▶ The records
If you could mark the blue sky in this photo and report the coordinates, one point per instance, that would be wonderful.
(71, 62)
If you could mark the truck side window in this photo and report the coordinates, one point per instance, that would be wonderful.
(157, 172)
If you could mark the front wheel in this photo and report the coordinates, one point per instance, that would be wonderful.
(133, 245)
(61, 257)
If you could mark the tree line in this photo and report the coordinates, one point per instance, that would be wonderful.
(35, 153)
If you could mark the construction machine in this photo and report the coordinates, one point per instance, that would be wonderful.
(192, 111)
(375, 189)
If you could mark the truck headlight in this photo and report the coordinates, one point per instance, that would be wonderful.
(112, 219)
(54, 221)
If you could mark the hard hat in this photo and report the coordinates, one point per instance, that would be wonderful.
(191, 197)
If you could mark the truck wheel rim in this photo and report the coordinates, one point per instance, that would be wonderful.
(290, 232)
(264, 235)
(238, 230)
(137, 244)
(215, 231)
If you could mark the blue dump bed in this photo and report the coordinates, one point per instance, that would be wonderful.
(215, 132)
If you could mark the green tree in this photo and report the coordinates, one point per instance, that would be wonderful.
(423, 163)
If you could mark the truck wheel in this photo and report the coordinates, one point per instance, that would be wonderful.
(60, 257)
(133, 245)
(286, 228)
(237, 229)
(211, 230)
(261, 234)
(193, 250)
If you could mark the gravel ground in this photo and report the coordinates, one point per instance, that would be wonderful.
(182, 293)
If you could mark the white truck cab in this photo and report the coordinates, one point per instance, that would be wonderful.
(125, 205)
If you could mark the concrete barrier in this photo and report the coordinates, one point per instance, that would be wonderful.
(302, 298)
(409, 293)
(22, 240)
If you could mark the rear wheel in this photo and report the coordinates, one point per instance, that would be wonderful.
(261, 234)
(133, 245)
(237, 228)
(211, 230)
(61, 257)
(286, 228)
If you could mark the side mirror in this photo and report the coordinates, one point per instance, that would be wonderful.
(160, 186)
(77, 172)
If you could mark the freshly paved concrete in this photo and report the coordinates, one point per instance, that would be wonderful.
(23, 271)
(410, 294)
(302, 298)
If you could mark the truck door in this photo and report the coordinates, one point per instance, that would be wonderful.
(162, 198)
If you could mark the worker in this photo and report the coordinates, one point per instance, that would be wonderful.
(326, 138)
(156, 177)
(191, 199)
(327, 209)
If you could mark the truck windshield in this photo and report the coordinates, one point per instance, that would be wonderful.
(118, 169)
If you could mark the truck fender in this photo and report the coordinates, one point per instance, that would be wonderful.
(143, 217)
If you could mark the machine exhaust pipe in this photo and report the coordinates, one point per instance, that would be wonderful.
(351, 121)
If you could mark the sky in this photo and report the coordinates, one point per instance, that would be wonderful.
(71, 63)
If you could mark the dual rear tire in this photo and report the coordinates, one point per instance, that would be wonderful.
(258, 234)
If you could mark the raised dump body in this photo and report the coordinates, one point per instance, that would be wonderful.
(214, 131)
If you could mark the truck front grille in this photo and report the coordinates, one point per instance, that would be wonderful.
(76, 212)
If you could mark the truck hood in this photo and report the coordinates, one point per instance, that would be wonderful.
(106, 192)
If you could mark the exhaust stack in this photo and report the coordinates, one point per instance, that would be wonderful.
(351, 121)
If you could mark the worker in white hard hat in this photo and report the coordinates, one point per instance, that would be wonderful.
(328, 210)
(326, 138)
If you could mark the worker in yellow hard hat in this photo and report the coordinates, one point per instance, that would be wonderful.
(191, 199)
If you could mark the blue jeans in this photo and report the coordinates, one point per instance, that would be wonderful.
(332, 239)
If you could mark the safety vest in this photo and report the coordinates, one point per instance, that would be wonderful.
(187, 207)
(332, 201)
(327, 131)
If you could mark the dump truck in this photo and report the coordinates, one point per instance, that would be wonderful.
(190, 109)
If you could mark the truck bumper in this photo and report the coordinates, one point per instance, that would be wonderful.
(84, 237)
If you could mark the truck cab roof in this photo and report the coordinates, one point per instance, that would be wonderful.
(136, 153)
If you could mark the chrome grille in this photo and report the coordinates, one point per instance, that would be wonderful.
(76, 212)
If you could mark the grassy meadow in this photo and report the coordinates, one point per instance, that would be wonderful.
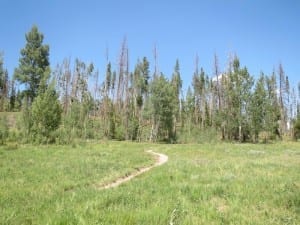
(218, 183)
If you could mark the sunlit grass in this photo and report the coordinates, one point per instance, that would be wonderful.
(200, 184)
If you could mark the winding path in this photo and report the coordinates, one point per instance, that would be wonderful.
(160, 159)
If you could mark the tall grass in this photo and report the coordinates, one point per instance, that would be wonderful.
(200, 184)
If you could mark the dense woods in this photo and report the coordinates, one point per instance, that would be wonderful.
(74, 101)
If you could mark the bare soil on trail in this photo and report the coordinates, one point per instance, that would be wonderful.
(160, 160)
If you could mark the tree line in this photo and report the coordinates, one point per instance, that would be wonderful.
(71, 101)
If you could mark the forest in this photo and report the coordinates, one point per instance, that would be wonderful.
(43, 104)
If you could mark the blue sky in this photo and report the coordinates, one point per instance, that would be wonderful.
(262, 33)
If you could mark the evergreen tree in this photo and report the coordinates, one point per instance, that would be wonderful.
(3, 86)
(46, 116)
(258, 107)
(33, 70)
(163, 98)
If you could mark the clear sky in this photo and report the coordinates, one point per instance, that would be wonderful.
(263, 33)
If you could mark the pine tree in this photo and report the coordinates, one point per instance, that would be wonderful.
(3, 86)
(34, 69)
(46, 116)
(163, 103)
(258, 108)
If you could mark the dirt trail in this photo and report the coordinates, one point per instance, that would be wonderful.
(160, 159)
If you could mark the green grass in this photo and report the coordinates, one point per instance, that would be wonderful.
(200, 184)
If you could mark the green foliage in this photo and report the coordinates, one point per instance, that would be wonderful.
(46, 114)
(4, 131)
(163, 102)
(200, 184)
(34, 69)
(297, 129)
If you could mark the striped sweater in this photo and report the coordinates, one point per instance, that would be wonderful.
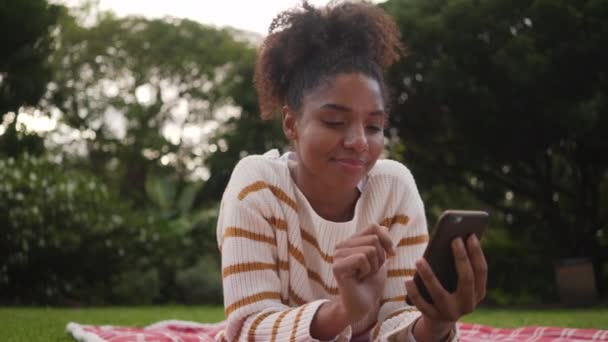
(277, 252)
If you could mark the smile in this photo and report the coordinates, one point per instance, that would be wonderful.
(351, 165)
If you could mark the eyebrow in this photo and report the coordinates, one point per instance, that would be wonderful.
(342, 108)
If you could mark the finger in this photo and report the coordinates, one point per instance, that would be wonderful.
(369, 252)
(439, 294)
(353, 266)
(383, 235)
(414, 295)
(465, 289)
(480, 267)
(368, 240)
(385, 239)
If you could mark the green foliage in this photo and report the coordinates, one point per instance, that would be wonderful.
(65, 235)
(26, 39)
(132, 87)
(507, 100)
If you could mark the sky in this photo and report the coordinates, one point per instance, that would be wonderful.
(250, 15)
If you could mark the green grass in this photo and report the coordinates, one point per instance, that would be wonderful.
(41, 324)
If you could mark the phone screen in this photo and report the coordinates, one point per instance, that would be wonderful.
(451, 224)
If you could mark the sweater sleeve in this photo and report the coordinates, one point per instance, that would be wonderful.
(408, 228)
(255, 308)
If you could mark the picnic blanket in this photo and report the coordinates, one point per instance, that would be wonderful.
(184, 331)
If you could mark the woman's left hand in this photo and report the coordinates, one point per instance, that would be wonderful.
(439, 318)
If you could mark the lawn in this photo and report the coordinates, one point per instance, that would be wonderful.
(42, 324)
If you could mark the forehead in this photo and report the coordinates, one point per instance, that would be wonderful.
(353, 90)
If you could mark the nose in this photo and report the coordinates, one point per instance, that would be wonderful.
(355, 139)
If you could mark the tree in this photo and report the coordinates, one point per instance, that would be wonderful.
(26, 37)
(142, 96)
(508, 100)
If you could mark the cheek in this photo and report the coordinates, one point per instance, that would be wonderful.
(376, 145)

▶ Aim of the exercise
Starting with the line that contains "If you could mark the tree in", write out each line through the end of the listing, exactly as it appears, and include nothing else.

▶ Result
If you could mark the tree in this photo and report the coordinates, one point per instance, that would be wonderful.
(26, 37)
(142, 96)
(508, 100)
If you could mark the cheek in this photo and report the coordinates, one point per instance, that would be wonderful.
(376, 145)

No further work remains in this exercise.